- _Text excerpt_

-.-.-

Firefly provides a centralized layer to track infrastructure, detect drift continuously, enforce policies, and standardize Terraform usage across teams.

A common question in Terraform setups is where to store the state file: S3, GCS, or another backend. At a small scale, this works, for example, you configure a remote backend, enable state locking, and run terraform apply. This breaks once multiple engineers and CI pipelines start applying changes to the same infrastructure.

In a multi-cloud setup with hundreds of resources, the problem is not where the state lives. The problem is whether the state still reflects actual resources. Teams run Terraform apply through pipelines. Shared resources like aws_vpc, aws_subnet, and aws_iam_role are used across services. Manual updates during incidents are not written back to the Terraform state.

This is where failures appear. A terraform plan shows no changes, but terraform apply updates to an existing aws_security_group because the state is outdated. A variable change in one module forces the recreation of an aws_instance used by another service. Two environments using the same module diverge because different tfvars were applied.

At this point, Terraform is no longer just provisioning resources. Every terraform apply reads state, compares it with the configuration, and updates resources based on that diff. If the state is incorrect or shared across unrelated components, Terraform apply can update unintended resources, recreate existing infrastructure, or overwrite manual fixes.

-.-.-

- _Extracted entries_
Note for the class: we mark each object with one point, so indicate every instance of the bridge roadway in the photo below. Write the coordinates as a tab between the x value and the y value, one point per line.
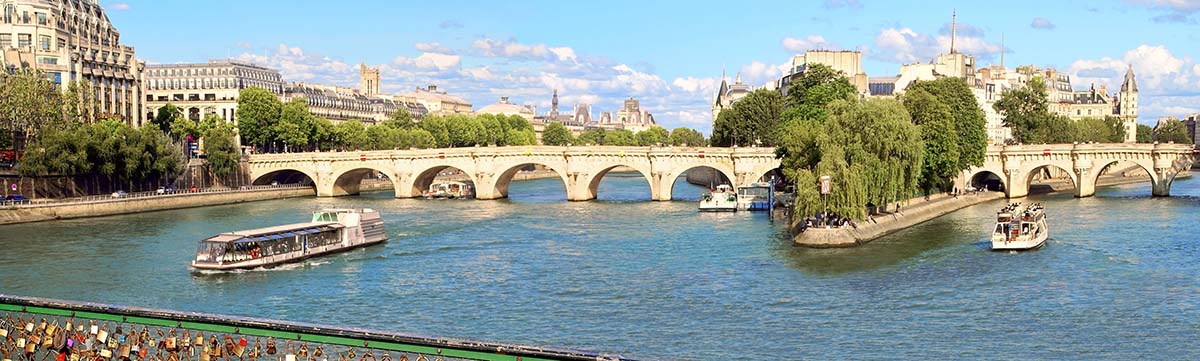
1017	164
492	168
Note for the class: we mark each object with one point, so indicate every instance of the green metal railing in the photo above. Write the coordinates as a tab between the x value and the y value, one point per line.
41	330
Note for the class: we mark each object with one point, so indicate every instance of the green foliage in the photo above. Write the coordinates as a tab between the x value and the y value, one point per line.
941	156
556	134
653	136
870	149
753	120
621	138
1145	133
689	137
258	110
108	150
592	137
1171	130
29	103
967	119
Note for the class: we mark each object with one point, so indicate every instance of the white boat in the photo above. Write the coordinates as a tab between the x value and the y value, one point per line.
330	230
723	199
756	197
1020	227
451	190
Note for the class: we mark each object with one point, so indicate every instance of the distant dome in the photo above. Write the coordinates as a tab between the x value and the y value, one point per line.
505	108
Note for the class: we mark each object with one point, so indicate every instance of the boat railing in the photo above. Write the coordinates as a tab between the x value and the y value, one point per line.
240	336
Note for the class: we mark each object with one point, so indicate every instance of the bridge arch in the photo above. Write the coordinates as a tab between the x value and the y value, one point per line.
667	186
593	184
285	176
348	181
501	182
423	179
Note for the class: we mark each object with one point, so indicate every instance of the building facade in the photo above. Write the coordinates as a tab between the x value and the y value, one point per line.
436	102
205	88
341	103
73	41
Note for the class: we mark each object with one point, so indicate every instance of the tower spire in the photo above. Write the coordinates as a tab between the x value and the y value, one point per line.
1002	49
954	29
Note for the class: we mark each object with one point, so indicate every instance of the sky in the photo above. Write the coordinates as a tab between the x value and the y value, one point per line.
667	54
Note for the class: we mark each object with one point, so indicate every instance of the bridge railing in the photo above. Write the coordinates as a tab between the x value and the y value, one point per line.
41	329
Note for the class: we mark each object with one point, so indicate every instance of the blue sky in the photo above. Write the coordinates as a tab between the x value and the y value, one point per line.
666	54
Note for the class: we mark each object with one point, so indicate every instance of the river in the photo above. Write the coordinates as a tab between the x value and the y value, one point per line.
624	275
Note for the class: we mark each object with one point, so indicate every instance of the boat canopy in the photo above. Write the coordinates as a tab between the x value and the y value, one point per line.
235	238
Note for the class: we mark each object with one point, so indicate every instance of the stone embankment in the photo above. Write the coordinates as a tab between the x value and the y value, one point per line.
919	210
111	206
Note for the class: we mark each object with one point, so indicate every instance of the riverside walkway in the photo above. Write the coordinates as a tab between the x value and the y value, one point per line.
40	329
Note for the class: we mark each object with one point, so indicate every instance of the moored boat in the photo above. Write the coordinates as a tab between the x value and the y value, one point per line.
330	230
756	197
451	190
723	199
1020	227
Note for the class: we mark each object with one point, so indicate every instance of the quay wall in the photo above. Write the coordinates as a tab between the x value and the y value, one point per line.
36	212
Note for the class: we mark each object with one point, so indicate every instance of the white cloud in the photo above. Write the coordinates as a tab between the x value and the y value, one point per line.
514	49
1042	23
811	42
1165	83
433	47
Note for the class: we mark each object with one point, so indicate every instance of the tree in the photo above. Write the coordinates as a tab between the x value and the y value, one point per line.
258	110
351	134
592	137
969	121
1171	130
79	103
294	125
621	138
688	137
1145	133
220	150
1026	109
29	102
753	120
941	155
653	136
870	149
556	134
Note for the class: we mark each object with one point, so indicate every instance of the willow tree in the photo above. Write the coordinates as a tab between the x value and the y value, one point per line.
871	151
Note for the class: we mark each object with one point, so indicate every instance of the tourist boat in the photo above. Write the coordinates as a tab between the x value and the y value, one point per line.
330	230
756	197
451	190
1019	227
723	199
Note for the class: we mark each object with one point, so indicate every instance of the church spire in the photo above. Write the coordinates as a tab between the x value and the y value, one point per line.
954	29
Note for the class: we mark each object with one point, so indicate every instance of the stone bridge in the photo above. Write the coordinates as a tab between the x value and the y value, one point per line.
491	168
1017	164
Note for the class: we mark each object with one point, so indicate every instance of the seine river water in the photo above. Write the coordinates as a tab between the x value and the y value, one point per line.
1117	280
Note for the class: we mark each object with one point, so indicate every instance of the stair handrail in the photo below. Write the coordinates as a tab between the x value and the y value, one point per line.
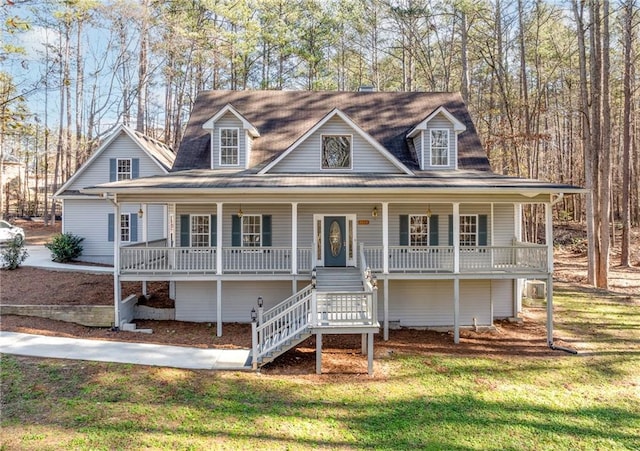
265	338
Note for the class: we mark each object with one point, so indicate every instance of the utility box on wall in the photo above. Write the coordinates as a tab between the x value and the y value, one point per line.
536	289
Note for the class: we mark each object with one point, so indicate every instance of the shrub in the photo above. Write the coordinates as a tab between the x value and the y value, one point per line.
65	247
14	253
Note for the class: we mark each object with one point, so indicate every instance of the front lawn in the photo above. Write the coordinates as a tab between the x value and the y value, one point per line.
589	401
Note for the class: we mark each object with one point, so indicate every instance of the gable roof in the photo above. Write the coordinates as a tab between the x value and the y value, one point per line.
457	125
350	123
228	108
159	152
283	117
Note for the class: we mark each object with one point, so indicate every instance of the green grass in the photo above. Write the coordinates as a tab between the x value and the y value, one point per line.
589	401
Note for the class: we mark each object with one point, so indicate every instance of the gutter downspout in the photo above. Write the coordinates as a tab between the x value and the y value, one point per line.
116	259
549	237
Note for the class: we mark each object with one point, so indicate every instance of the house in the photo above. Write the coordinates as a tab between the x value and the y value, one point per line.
124	155
336	212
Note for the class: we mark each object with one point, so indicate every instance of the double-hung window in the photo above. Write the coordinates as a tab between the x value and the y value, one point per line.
125	227
418	230
124	169
251	230
469	230
229	147
200	230
439	147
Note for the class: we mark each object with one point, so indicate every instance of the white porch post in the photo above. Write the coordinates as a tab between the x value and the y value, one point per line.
117	292
456	310
456	238
294	238
219	268
456	270
386	310
218	239
549	239
518	283
385	240
219	308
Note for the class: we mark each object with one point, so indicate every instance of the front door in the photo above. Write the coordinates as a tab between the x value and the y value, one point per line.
335	241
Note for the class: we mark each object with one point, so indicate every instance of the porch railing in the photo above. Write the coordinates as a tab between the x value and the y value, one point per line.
154	258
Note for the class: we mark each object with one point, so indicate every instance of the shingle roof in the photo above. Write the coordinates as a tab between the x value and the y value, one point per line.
281	117
212	180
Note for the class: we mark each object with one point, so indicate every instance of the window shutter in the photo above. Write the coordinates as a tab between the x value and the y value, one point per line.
185	233
482	230
113	175
133	226
266	230
135	168
213	227
110	227
236	230
404	230
433	230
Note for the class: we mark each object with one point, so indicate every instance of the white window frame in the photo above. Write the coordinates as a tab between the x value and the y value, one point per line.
446	148
193	234
236	147
124	175
125	232
330	135
425	233
469	234
257	235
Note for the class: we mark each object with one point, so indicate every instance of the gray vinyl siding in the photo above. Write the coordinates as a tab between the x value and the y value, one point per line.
442	210
280	220
440	122
307	157
156	222
196	301
121	147
429	303
503	224
229	120
88	218
502	293
421	302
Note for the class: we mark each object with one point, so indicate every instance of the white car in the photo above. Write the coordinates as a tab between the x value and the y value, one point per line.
8	232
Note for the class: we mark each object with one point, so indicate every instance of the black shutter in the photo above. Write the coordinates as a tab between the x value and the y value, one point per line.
213	227
133	227
135	168
113	174
236	231
482	230
404	230
266	230
185	233
433	230
111	227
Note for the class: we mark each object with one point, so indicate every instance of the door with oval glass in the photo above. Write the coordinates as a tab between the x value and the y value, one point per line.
335	241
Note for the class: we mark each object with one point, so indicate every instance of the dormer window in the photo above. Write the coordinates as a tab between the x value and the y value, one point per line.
439	147
336	152
124	169
229	147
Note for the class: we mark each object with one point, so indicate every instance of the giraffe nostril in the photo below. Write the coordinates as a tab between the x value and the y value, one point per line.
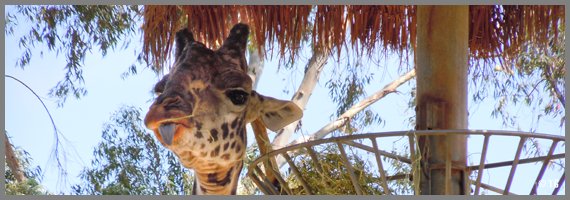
171	102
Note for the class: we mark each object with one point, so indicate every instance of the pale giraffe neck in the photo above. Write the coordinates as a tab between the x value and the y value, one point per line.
217	181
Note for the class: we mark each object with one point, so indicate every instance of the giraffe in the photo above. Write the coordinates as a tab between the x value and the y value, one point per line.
203	106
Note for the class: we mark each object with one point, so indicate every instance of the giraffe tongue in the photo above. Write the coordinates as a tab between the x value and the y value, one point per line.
167	132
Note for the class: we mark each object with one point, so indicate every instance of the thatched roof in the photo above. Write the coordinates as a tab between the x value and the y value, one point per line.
495	31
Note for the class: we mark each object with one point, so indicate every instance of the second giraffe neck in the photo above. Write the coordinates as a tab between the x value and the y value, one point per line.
217	180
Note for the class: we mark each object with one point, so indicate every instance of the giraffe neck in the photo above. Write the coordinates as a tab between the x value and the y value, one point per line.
217	180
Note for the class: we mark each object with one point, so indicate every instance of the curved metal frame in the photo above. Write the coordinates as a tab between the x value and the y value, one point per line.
256	174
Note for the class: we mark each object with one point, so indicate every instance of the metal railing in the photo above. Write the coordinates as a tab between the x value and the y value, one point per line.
257	175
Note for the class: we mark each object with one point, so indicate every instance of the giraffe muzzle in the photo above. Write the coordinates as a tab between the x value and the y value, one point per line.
167	132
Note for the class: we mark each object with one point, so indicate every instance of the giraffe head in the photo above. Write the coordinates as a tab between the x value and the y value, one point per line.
206	100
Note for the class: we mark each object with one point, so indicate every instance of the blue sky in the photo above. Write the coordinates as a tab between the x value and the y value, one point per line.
81	121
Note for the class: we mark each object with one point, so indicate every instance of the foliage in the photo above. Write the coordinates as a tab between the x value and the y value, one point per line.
346	88
33	174
535	79
130	161
330	175
75	31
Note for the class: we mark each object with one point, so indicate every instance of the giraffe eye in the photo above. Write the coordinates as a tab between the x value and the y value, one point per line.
238	97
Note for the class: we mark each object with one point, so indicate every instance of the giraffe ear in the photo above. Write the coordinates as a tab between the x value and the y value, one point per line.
183	38
159	87
276	113
233	48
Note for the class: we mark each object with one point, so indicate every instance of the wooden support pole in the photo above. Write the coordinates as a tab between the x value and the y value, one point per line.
441	66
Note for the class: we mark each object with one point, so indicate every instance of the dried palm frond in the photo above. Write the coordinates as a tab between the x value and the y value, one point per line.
496	31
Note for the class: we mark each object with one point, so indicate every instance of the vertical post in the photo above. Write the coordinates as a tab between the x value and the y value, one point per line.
441	65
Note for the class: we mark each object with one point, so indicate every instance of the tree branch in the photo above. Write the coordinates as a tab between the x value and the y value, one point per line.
301	97
552	81
12	160
341	120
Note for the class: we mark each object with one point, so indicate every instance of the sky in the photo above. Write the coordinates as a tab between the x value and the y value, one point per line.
81	121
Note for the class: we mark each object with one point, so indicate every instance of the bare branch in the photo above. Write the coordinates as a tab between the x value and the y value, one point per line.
340	121
301	97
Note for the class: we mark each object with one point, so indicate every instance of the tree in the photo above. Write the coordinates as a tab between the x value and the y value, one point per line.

-.-.-

- _Work to complete_
Answer these questions from the Terraform state text:
1. Which three shared resources does it name as used across services?
2. What happens to manual updates made during incidents?
3. Why do two environments that use the same module diverge?
Rely only on the text about Terraform state for what comes next.

- _The answer_
1. aws_vpc, aws_subnet, and aws_iam_role.
2. They are not written back to the Terraform state.
3. Different tfvars were applied.